TASK REQUIREMENTS
Each record below must be returned exactly as shown.

Data entries
------------------------
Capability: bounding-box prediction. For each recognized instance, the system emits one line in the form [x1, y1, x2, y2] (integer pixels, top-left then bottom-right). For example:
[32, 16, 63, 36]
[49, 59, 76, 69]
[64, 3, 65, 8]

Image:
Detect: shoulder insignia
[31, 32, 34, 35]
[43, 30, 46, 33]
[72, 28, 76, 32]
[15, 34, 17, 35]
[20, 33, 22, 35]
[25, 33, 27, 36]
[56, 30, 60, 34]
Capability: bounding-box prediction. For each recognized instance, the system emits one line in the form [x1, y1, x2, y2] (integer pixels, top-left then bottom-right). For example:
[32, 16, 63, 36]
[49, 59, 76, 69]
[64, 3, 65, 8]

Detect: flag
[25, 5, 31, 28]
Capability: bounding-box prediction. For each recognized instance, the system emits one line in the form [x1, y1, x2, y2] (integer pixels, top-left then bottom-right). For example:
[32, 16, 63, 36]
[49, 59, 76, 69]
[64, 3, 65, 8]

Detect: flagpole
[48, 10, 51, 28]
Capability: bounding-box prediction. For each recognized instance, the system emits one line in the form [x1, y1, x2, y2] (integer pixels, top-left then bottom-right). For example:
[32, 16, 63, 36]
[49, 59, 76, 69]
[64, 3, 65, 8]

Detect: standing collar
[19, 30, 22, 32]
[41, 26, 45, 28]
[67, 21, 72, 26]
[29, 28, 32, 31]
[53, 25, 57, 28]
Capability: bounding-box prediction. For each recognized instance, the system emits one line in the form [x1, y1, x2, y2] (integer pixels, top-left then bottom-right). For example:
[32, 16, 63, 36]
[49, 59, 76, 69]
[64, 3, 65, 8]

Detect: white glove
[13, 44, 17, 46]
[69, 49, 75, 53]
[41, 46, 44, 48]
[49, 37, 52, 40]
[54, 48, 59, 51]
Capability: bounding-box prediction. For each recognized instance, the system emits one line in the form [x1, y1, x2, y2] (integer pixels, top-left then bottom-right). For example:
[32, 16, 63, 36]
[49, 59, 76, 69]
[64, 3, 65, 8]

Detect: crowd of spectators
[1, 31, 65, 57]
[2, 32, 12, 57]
------------------------
ANSWER TO THIS TASK
Capability: bounding-box prediction. For each recognized instance, the system emits one line in the form [x1, y1, x2, y2] (integer pixels, top-left then bottom-right). For example:
[32, 16, 63, 36]
[49, 59, 76, 69]
[64, 3, 65, 8]

Image:
Detect: shoulder insignia
[31, 32, 34, 35]
[43, 30, 46, 33]
[72, 28, 76, 32]
[15, 34, 17, 35]
[20, 33, 22, 35]
[25, 33, 27, 36]
[56, 30, 60, 34]
Capability: bounding-box prediction. For each recognized instance, the system emits one line in the form [x1, y1, x2, y2] (integer pixels, top-left then bottom-right). For example:
[32, 16, 63, 36]
[49, 59, 76, 69]
[64, 3, 65, 8]

Detect: flag
[25, 5, 31, 28]
Capability: bounding-box prediction. For each recognized instance, the system emits one line in the form [x1, y1, x2, y2] (integer pixels, top-left then bottom-right). For example:
[32, 16, 63, 36]
[49, 59, 76, 69]
[64, 3, 65, 8]

Detect: flagpole
[48, 10, 51, 28]
Capability: bounding-box prediction. For each recognized instance, the system emits one line in the form [x1, y1, x2, y2] (integer pixels, top-left then bottom-right). For example:
[32, 16, 63, 36]
[49, 59, 76, 69]
[64, 3, 65, 8]

Detect: standing collar
[19, 30, 22, 32]
[41, 26, 45, 28]
[67, 21, 72, 26]
[29, 28, 32, 31]
[53, 25, 57, 28]
Capability: bounding-box prediction. For each recognized instance, the system emits one line in the form [x1, y1, x2, y2] (integer pixels, top-left then bottom-right). For example:
[32, 16, 63, 36]
[49, 59, 76, 69]
[64, 3, 65, 8]

Detect: white glove
[13, 44, 17, 46]
[69, 49, 75, 53]
[41, 46, 44, 48]
[49, 37, 52, 40]
[54, 48, 59, 51]
Capability: bounding-box prediction. For each recognized instance, the system emits one line in the form [x1, y1, x2, y2] (integer pixels, top-left then bottom-right). For example:
[32, 16, 63, 36]
[49, 59, 76, 69]
[64, 3, 65, 8]

Detect: crowd of spectators
[1, 31, 65, 57]
[2, 32, 12, 57]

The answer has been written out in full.